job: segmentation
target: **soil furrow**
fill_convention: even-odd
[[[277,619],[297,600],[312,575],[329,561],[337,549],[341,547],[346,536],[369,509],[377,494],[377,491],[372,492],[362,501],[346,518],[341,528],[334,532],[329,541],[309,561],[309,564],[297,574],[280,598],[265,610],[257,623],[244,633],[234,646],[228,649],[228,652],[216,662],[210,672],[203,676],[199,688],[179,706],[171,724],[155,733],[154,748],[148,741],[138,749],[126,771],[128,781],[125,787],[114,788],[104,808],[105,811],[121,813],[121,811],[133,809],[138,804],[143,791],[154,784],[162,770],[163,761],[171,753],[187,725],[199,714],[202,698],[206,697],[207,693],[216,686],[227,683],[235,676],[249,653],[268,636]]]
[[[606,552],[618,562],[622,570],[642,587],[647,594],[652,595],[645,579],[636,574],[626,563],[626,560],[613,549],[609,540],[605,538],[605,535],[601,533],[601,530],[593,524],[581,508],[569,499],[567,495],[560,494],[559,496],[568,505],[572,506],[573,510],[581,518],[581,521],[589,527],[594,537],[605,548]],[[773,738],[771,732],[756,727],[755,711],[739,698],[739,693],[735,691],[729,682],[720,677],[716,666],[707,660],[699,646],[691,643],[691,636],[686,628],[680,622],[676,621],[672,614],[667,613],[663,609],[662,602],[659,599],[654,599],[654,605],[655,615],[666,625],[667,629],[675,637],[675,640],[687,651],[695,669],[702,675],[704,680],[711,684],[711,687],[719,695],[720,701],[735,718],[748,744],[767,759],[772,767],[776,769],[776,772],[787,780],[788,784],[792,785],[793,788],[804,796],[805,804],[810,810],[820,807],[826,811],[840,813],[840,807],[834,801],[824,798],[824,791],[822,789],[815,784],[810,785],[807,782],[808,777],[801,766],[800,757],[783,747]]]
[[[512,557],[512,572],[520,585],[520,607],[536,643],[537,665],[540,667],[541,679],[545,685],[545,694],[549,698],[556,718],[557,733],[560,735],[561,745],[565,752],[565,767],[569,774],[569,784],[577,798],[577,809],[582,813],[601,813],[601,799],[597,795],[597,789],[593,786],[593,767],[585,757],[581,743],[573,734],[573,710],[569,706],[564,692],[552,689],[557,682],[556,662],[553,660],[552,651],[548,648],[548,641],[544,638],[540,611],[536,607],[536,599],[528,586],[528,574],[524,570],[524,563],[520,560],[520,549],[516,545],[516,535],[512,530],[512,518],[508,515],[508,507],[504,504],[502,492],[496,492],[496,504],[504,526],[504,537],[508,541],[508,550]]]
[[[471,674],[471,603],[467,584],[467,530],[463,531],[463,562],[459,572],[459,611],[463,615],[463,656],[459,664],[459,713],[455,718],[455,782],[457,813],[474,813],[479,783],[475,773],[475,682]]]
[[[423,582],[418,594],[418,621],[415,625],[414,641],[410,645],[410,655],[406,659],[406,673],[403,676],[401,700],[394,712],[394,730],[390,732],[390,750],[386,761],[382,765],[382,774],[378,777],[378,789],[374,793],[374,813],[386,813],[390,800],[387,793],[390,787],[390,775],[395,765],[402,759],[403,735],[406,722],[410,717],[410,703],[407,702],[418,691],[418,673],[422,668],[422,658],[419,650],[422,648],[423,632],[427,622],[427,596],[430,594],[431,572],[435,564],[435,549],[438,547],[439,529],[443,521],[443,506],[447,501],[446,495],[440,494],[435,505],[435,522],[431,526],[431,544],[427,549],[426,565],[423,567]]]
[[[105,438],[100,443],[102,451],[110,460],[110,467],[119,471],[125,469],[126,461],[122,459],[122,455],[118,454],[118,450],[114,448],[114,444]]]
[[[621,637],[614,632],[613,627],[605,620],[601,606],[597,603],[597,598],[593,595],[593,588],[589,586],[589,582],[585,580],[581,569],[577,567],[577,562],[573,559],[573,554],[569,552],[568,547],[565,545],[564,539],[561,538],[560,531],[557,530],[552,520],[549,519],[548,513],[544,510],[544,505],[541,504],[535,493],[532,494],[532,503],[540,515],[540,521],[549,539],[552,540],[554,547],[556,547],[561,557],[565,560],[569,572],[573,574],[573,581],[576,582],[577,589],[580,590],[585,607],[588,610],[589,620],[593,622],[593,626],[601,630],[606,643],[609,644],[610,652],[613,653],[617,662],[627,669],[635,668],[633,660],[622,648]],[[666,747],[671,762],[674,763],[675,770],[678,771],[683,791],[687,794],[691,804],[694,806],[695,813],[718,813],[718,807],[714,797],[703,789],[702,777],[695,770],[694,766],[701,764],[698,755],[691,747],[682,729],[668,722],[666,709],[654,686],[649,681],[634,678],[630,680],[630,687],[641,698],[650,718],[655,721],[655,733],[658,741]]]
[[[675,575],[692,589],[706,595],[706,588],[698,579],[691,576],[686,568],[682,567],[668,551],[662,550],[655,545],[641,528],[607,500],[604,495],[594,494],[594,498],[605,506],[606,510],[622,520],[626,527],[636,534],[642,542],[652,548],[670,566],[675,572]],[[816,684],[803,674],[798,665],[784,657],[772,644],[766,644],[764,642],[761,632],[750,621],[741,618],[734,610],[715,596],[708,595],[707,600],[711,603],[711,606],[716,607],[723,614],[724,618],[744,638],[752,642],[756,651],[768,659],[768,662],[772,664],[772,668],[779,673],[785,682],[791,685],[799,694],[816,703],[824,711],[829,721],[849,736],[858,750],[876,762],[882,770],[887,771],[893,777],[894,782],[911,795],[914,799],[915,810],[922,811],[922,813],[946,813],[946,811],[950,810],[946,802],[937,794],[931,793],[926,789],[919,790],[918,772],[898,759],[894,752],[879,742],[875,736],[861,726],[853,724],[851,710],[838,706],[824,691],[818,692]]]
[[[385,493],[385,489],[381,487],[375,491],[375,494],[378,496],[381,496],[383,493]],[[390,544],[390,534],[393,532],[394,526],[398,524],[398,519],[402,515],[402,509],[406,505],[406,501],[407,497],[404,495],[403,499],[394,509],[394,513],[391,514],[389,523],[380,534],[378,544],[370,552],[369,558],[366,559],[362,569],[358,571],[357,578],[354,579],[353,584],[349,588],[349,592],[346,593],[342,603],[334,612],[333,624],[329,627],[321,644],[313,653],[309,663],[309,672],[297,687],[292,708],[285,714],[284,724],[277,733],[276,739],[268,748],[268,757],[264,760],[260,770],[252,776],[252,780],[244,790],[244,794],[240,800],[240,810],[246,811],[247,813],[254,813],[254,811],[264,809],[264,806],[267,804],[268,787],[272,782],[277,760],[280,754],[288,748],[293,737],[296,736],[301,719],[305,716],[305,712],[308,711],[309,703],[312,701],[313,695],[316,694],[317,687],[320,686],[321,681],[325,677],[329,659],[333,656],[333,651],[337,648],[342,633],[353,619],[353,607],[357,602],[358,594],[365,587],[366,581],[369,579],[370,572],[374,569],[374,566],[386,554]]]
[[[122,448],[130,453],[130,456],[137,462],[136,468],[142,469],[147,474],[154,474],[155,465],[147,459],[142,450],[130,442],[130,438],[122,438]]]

WHAT TO PRODUCE:
Could you transcribe every record above exactly as it appears?

EXPECTED ANSWER:
job: segmentation
target: **soil furrow**
fill_convention: even-odd
[[[277,619],[297,600],[312,575],[329,561],[337,549],[341,547],[346,536],[369,509],[377,494],[377,491],[372,492],[362,501],[346,518],[341,528],[334,532],[329,541],[309,561],[309,564],[297,574],[280,598],[265,610],[257,623],[244,633],[234,646],[228,649],[228,652],[216,662],[210,672],[203,676],[199,688],[179,706],[171,724],[155,733],[154,748],[148,741],[138,749],[126,771],[128,781],[125,787],[114,788],[104,808],[105,811],[121,813],[121,811],[133,809],[138,804],[143,791],[154,784],[162,770],[163,761],[171,753],[187,725],[199,714],[202,698],[206,697],[207,693],[216,686],[227,683],[235,676],[249,653],[268,636]]]
[[[606,552],[618,562],[622,570],[642,587],[647,594],[652,595],[645,579],[636,574],[626,563],[626,560],[613,549],[609,540],[605,538],[605,535],[601,533],[601,530],[593,524],[581,508],[569,499],[567,495],[560,494],[559,496],[568,505],[572,506],[573,510],[581,518],[581,521],[589,527],[594,537],[605,548]],[[773,738],[771,732],[756,727],[755,711],[739,698],[739,693],[735,691],[729,682],[720,677],[716,666],[707,660],[699,646],[691,643],[691,636],[686,628],[680,622],[676,621],[672,614],[667,613],[663,609],[662,602],[659,599],[654,599],[654,605],[655,615],[666,625],[667,629],[675,637],[675,640],[687,651],[695,669],[702,675],[704,680],[711,684],[711,687],[719,695],[720,701],[735,718],[748,744],[767,759],[772,767],[776,769],[776,772],[787,780],[788,784],[792,785],[793,788],[804,796],[805,804],[810,810],[820,807],[826,811],[840,813],[840,807],[834,801],[824,798],[824,791],[822,789],[815,784],[810,785],[807,782],[808,777],[801,766],[800,757],[783,747]]]
[[[512,557],[512,572],[520,585],[520,607],[536,643],[537,665],[540,667],[541,679],[545,685],[545,694],[549,698],[556,718],[557,733],[560,735],[561,745],[565,752],[565,767],[569,774],[569,784],[577,798],[577,809],[582,813],[601,813],[601,799],[597,795],[597,789],[593,786],[593,767],[585,757],[581,743],[573,734],[573,710],[569,706],[564,692],[552,689],[557,682],[556,662],[553,660],[552,651],[548,648],[548,641],[544,638],[540,611],[536,607],[536,599],[528,586],[528,574],[524,570],[524,563],[520,560],[520,549],[516,545],[516,535],[512,530],[512,518],[508,515],[508,507],[504,504],[502,492],[496,492],[496,504],[504,526],[504,537],[508,541],[508,550]]]
[[[471,674],[471,603],[467,584],[467,530],[463,531],[463,562],[459,572],[459,611],[463,615],[463,656],[459,664],[459,713],[455,718],[455,782],[457,813],[474,813],[479,783],[475,773],[475,682]]]
[[[423,582],[418,594],[418,621],[415,625],[414,641],[410,645],[410,655],[406,659],[406,673],[403,676],[401,700],[394,712],[394,730],[390,732],[390,750],[386,761],[382,765],[382,774],[378,777],[378,789],[374,793],[374,813],[386,813],[390,800],[387,793],[390,787],[390,775],[395,765],[402,759],[403,735],[406,722],[410,717],[410,703],[407,702],[418,691],[418,673],[422,668],[422,658],[419,650],[422,648],[423,632],[427,622],[427,596],[430,594],[431,572],[435,564],[435,549],[438,547],[439,529],[443,521],[443,506],[447,501],[446,495],[440,494],[435,505],[435,522],[431,526],[431,544],[427,549],[426,565],[423,567]]]
[[[105,438],[100,443],[102,451],[110,460],[110,467],[119,471],[125,469],[126,461],[122,459],[122,455],[118,454],[118,450],[114,448],[114,444]]]
[[[621,637],[614,632],[613,627],[605,620],[601,606],[597,603],[597,598],[593,595],[593,588],[589,586],[589,582],[585,580],[581,569],[577,567],[577,562],[573,559],[573,554],[569,552],[568,547],[565,545],[564,539],[561,538],[560,531],[557,530],[552,520],[549,519],[548,513],[544,510],[544,505],[541,504],[535,493],[532,494],[532,503],[540,515],[540,521],[549,539],[552,540],[554,547],[556,547],[561,557],[565,560],[569,572],[573,574],[573,581],[576,582],[577,589],[580,590],[585,607],[588,610],[589,620],[593,622],[593,626],[601,630],[606,643],[609,644],[610,652],[613,653],[617,662],[627,669],[635,668],[633,660],[622,648]],[[666,747],[671,762],[674,763],[675,770],[678,771],[683,791],[687,794],[691,804],[694,806],[695,813],[718,813],[718,807],[714,797],[703,789],[702,777],[695,770],[694,766],[701,764],[698,755],[691,747],[682,729],[668,722],[666,709],[654,686],[649,681],[634,678],[630,680],[630,687],[641,698],[650,718],[655,721],[655,733],[658,741]]]
[[[675,575],[692,589],[706,595],[706,588],[698,579],[691,576],[686,568],[682,567],[668,551],[662,550],[655,545],[641,528],[607,500],[604,495],[594,494],[594,498],[605,506],[606,510],[622,520],[626,527],[636,534],[642,542],[652,548],[670,566],[675,572]],[[816,684],[803,674],[798,665],[784,657],[772,644],[766,644],[764,642],[761,632],[750,621],[741,618],[734,610],[715,596],[708,595],[707,600],[711,603],[711,606],[716,607],[723,614],[724,618],[744,638],[752,642],[756,651],[768,659],[768,662],[772,664],[772,668],[779,673],[785,682],[791,685],[799,694],[816,703],[824,711],[829,721],[849,736],[858,750],[876,762],[882,770],[887,771],[893,777],[894,782],[911,795],[914,799],[915,810],[922,811],[922,813],[946,813],[946,811],[950,810],[946,802],[937,794],[931,793],[926,789],[919,790],[918,772],[898,759],[894,752],[879,742],[875,736],[861,726],[853,724],[851,710],[838,706],[824,691],[818,692]]]
[[[385,493],[385,489],[381,487],[375,491],[375,494],[378,496],[381,496],[383,493]],[[390,544],[390,534],[393,532],[394,526],[398,524],[398,519],[402,515],[402,509],[406,505],[406,501],[407,497],[404,495],[403,499],[394,509],[394,513],[391,514],[389,523],[380,534],[378,544],[370,552],[369,558],[366,559],[362,569],[358,571],[357,578],[354,579],[353,584],[349,588],[349,592],[346,593],[342,603],[334,612],[333,624],[329,627],[321,644],[313,653],[309,663],[309,672],[297,687],[292,708],[285,714],[284,724],[277,733],[276,739],[268,748],[268,757],[264,760],[260,770],[252,776],[252,780],[244,790],[244,794],[240,800],[240,810],[246,811],[247,813],[254,813],[254,811],[264,809],[264,806],[267,804],[268,787],[272,782],[277,760],[280,754],[288,748],[293,737],[296,736],[301,719],[305,716],[305,712],[308,711],[309,703],[312,701],[313,695],[316,694],[317,687],[320,686],[321,681],[325,677],[329,659],[333,656],[333,651],[337,648],[342,633],[353,619],[353,607],[357,602],[358,594],[365,587],[366,581],[369,579],[370,572],[374,569],[374,566],[386,554]]]
[[[122,448],[130,453],[130,456],[137,462],[136,468],[142,469],[147,474],[154,474],[155,465],[147,459],[142,450],[130,442],[130,438],[122,438]]]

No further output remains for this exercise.